■ **The problem**
Transcribe the full listing below exactly.

■ **Data listing**
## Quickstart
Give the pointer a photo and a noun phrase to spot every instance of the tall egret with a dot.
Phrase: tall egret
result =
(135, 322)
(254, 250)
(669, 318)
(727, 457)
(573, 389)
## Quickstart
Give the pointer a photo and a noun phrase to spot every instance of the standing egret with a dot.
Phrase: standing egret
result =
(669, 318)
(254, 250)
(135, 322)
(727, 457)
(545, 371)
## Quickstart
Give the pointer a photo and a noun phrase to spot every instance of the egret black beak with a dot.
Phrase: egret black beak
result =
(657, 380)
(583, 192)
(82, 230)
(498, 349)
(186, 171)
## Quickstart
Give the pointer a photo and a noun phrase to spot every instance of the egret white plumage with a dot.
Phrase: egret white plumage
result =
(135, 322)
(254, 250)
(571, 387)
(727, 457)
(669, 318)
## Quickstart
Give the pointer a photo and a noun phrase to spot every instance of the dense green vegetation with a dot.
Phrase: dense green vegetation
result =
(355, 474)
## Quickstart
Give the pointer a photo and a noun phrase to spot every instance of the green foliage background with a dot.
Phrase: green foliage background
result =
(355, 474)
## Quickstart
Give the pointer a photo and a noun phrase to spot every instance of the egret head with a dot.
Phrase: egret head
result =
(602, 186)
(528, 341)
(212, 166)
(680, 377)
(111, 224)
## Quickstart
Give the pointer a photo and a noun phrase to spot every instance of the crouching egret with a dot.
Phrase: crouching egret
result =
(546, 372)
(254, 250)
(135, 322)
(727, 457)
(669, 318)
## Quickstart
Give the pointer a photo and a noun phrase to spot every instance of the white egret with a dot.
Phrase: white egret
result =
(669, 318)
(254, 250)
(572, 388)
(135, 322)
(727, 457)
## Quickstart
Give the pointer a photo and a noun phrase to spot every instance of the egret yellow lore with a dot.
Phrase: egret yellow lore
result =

■ **Finished exercise**
## Quickstart
Give the pointer a photo and a noun phrase to spot every instance of the tall egret with a dot.
Phrase: tall egret
result =
(135, 322)
(254, 250)
(669, 318)
(727, 457)
(573, 389)
## Quickstart
Give the pointer a photo and a noun phrase to spot every instance of the standing egret with a dot.
Phrase: standing egret
result =
(669, 318)
(254, 250)
(135, 322)
(727, 457)
(545, 371)
## Quickstart
Give the pointer a photo and a noun phrase to spot every instance of the egret black beak with a dot.
Phrase: egret black beak
result =
(657, 380)
(583, 192)
(82, 230)
(498, 349)
(186, 171)
## Quickstart
Give the pointer a photo and a noun phrase to spot every instance of the egret white plumage with a dot.
Phrase: egret white plumage
result =
(135, 322)
(254, 250)
(571, 387)
(727, 457)
(669, 318)
## Quickstart
Give the pointer a photo and a noun phrase to spot every instance of the dense green vegetation with a dot.
Phrase: dense green vegetation
result =
(355, 474)
## Quickstart
Give the pointer a photo and a noun phrase to spot every instance of the green foliage background with a dot.
Phrase: green foliage background
result =
(355, 474)
## Quickstart
Give the pointer a photo and a noun phrase to spot every instance of the egret head with a dot.
Phrase: egret head
result =
(602, 186)
(528, 341)
(212, 166)
(680, 377)
(111, 224)
## Quickstart
Give the pointer a photo and a noun phrase to spot every instance of the crouching egret with a dot.
Phrase: crouching egret
result =
(546, 372)
(254, 250)
(135, 322)
(727, 457)
(669, 318)
## Quickstart
Give the pointer a photo and a noun phrase to spot every instance of the white egret with a dot.
Phrase: white egret
result =
(669, 318)
(254, 250)
(572, 388)
(135, 322)
(727, 457)
## Quickstart
Give the pointer a photo and a noun phrase to spot every instance of the egret yellow lore with a dot.
Phrase: egret yellow lore
result =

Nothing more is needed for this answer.